2012 Corn Yield Potential Forecast Based on Aug. 13 Hybrid-Maize Simulation
August 15, 2012
Yield projections improve slightly at some sites; some Nebraska irrigated sites near average.
Figure 1. Locations used by the Hybrid-Maize model for in-season yield forecasting with actual weather and dominant management practices and soil series at each site (indicated by starts). Green areas indicate where corn is planted. Weather data used is from the High Plains Regional Climate Center and the Water and Atmospheric Resources Monitoring Program through the Illinois Climate Network (Illinois State Water Survey, Prairie Research Institute, and the University of Illinois at Urbana-Champaign). Link to a larger version of Figure 1. |
The 2012 corn growing season has been unusually hot and dry. To evaluate the impact on potential production at 12 sites across the Corn Belt (Figure 1), we used the Hybrid-Maize model to estimate end-of-season yield potential based on actual weather up to August 13 and historical long-term weather data thereafter. (Data from each of the past 30 years was used.) This approach gives a “real-time,” in-season estimate of expected yield potential (the median value shown in Table 1), and the most probable range (25th to 75th percentiles) depending on weather conditions from August 13 until the corn crop reaches maturity.

### ITEMS:
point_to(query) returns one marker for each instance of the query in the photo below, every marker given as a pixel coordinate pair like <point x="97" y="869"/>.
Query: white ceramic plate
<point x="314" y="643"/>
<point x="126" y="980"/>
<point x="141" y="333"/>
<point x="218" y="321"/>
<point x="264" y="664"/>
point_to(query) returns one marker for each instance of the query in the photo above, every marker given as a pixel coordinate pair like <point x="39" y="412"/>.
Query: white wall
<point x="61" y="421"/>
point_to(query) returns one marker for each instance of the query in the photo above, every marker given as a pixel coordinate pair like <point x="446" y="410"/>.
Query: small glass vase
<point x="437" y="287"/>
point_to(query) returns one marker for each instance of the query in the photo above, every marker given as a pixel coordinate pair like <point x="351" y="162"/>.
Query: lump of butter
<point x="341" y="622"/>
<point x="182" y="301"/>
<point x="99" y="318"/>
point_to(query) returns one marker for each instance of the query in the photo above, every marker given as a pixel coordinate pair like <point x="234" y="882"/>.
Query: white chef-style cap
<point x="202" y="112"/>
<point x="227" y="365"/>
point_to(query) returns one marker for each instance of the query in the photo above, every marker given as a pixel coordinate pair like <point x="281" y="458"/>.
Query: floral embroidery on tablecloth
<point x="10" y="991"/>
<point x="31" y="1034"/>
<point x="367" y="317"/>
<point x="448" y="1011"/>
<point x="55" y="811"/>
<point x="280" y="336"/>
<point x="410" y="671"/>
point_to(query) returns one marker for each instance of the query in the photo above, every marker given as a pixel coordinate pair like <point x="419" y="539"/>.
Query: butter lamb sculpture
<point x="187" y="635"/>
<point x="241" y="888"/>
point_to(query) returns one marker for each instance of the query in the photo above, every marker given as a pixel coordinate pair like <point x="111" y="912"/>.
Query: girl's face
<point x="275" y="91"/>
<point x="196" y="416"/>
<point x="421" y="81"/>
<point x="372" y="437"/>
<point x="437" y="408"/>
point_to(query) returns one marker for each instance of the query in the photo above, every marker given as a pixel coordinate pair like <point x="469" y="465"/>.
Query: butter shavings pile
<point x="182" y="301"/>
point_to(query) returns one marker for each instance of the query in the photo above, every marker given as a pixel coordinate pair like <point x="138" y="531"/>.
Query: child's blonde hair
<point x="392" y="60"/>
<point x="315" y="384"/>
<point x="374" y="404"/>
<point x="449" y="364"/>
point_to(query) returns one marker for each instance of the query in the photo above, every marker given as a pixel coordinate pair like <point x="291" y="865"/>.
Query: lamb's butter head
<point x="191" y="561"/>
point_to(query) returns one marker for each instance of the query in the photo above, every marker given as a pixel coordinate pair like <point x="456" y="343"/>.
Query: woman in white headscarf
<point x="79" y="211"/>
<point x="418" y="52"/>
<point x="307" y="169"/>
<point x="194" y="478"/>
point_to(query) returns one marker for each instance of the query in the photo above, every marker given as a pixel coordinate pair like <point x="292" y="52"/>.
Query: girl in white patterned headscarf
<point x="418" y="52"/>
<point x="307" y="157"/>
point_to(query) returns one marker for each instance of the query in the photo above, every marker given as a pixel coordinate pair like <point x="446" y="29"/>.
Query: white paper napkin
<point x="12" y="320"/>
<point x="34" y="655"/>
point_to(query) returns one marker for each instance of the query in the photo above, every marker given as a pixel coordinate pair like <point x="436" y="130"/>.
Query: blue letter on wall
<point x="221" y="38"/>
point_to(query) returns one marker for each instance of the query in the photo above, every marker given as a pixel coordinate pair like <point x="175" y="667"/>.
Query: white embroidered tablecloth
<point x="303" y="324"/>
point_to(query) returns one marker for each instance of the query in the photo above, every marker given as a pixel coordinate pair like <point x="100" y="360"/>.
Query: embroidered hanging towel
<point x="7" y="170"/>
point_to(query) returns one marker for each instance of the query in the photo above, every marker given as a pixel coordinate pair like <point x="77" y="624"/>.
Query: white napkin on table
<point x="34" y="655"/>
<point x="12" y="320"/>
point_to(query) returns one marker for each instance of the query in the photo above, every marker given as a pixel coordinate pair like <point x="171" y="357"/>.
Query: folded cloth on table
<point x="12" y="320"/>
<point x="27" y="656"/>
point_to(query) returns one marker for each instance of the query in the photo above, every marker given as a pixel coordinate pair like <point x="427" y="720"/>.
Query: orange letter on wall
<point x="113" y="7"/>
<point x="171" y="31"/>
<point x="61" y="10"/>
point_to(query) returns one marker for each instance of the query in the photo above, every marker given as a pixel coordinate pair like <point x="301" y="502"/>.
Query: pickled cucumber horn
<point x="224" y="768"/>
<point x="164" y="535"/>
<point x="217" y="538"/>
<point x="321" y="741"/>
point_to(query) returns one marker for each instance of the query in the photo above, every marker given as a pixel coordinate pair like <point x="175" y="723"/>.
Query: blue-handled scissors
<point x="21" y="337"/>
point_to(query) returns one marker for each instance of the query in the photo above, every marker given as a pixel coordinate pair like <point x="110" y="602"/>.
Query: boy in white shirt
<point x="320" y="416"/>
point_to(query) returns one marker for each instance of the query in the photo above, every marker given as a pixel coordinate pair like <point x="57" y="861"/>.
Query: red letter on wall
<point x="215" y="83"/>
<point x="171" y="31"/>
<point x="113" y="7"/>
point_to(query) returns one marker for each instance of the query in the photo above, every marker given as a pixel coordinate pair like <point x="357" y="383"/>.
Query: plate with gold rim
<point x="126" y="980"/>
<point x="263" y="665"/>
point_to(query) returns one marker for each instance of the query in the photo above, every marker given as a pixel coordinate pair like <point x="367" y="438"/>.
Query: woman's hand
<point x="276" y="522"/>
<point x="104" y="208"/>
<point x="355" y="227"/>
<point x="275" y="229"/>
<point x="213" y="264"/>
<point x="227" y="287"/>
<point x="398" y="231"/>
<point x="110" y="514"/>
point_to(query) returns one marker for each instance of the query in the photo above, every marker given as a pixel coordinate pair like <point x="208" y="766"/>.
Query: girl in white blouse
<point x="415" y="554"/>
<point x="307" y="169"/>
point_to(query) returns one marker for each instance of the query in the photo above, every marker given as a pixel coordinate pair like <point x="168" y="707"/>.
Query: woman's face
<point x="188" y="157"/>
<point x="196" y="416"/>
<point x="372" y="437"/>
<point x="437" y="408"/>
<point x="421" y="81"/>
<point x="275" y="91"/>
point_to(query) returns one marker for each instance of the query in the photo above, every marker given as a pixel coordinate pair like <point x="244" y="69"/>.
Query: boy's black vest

### REQUESTS:
(a) In the corn yield forecast, how many sites across the Corn Belt were evaluated with the Hybrid-Maize model?
(b) Repeat verbatim the passage of the corn yield forecast starting at "2012 Corn Yield" and ending at "sites near average.".
(c) List every organization or program the corn yield forecast names in connection with the weather data it used.

### OUTPUTS FOR THE TASKS:
(a) 12 sites.

(b)
2012 Corn Yield Potential Forecast Based on Aug. 13 Hybrid-Maize Simulation
August 15, 2012
Yield projections improve slightly at some sites; some Nebraska irrigated sites near average.

(c)
- High Plains Regional Climate Center
- Water and Atmospheric Resources Monitoring Program
- Illinois Climate Network
- Illinois State Water Survey
- Prairie Research Institute
- University of Illinois at Urbana-Champaign